***** Source text

I wrote off Sonic shortly after I first played Sonic the Hedgehog 4: Episode 1 at E3. I made a whole story about it, in case you're interested. I told myself I was done caring. Sonic had moved on, and now it was time for me to do the same.
And yet when I was given the chance to play Sonic 4 for Bitmob, I didn't hesitate. What can I say? Sometimes letting go is hard to do. I was still nostalgic for the Sonic that I had loved in my youth.
Well, I played it, and it's really good. But I'm still indifferent toward it. This is, to me, fascinating.

I have never felt this way about a Sonic game before. I was a hardcore fan from the original Genesis classic all the way up to Sonic Adventure 2. Then I started getting angry with Sonic Heroes. I hated the games for becoming broken, cheesy, and obnoxious. And now...I just don't care anymore.

**********
***** Dataset excerpts

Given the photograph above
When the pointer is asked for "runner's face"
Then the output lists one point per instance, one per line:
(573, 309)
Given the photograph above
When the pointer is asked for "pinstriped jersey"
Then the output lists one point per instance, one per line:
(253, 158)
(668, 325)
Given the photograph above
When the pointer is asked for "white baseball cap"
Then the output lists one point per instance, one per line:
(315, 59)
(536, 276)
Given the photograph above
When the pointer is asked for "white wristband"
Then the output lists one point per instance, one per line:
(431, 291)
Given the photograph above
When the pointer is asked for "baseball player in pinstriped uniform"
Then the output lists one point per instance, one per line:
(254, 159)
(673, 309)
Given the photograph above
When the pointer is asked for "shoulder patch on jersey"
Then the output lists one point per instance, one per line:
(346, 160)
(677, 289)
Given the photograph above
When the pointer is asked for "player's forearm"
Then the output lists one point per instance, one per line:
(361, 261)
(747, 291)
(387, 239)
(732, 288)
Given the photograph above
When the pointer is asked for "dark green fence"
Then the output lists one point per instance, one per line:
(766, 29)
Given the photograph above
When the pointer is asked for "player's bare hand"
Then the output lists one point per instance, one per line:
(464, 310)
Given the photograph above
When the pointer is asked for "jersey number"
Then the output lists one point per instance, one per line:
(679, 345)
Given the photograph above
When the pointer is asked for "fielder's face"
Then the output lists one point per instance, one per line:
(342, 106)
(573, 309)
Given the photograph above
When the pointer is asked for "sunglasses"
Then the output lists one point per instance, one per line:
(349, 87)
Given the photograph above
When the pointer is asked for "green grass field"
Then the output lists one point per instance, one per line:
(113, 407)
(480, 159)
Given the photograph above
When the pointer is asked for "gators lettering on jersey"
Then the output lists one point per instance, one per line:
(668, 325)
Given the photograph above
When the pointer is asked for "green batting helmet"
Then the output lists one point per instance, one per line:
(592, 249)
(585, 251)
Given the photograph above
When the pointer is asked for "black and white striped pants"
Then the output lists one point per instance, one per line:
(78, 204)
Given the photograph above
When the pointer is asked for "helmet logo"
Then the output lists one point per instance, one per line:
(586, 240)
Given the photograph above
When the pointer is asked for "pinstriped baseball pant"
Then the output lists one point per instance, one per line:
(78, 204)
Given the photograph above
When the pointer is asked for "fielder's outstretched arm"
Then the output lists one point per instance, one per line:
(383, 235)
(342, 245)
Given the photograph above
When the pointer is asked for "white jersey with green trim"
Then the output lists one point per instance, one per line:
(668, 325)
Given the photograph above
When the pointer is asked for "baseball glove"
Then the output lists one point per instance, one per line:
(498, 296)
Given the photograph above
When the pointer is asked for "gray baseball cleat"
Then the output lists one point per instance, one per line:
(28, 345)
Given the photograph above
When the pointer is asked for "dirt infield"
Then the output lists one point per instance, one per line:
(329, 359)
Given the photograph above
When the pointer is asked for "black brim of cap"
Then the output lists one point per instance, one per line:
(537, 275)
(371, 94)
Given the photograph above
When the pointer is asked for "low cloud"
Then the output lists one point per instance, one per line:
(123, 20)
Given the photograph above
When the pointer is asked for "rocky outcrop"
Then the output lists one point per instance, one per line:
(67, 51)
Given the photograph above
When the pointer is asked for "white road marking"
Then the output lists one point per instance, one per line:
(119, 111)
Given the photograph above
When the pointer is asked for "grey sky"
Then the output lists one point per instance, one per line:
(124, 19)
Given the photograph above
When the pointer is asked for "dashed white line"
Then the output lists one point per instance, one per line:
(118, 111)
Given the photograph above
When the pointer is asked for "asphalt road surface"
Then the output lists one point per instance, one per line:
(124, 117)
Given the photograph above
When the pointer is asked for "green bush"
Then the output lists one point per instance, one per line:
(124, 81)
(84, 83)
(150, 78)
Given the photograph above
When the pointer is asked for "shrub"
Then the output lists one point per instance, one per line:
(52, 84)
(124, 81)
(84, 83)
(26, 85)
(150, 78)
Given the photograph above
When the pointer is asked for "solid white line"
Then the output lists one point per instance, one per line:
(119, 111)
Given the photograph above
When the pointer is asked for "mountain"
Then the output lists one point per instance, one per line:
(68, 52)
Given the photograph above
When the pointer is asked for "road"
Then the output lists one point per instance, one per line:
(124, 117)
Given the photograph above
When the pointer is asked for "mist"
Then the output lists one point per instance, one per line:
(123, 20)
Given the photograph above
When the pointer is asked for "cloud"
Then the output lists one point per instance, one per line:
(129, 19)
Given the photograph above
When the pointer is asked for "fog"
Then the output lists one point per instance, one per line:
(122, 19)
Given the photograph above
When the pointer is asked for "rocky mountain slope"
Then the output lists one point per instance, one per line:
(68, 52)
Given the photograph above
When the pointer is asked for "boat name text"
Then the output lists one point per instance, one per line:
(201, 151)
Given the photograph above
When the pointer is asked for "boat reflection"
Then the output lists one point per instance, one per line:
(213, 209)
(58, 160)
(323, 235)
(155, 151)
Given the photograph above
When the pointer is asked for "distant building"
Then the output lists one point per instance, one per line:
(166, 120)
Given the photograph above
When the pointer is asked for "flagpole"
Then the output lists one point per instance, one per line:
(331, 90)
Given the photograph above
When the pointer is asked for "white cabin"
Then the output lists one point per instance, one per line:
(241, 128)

**********

- **Apply what you read**
[1] Answer these questions using the Sonic 4 piece:
(a) Where did the writer first play Sonic the Hedgehog 4: Episode 1?
(b) For which site did the writer get the chance to play Sonic 4?
(c) With which game did the writer start getting angry with Sonic?
[2] Repeat word for word the stretch of the Sonic 4 piece from "And yet when" through "don't care anymore.".

- **Results for the exercise**
[1]
(a) At E3.
(b) Bitmob.
(c) Sonic Heroes.

[2]
And yet when I was given the chance to play Sonic 4 for Bitmob, I didn't hesitate. What can I say? Sometimes letting go is hard to do. I was still nostalgic for the Sonic that I had loved in my youth.
Well, I played it, and it's really good. But I'm still indifferent toward it. This is, to me, fascinating.

I have never felt this way about a Sonic game before. I was a hardcore fan from the original Genesis classic all the way up to Sonic Adventure 2. Then I started getting angry with Sonic Heroes. I hated the games for becoming broken, cheesy, and obnoxious. And now...I just don't care anymore.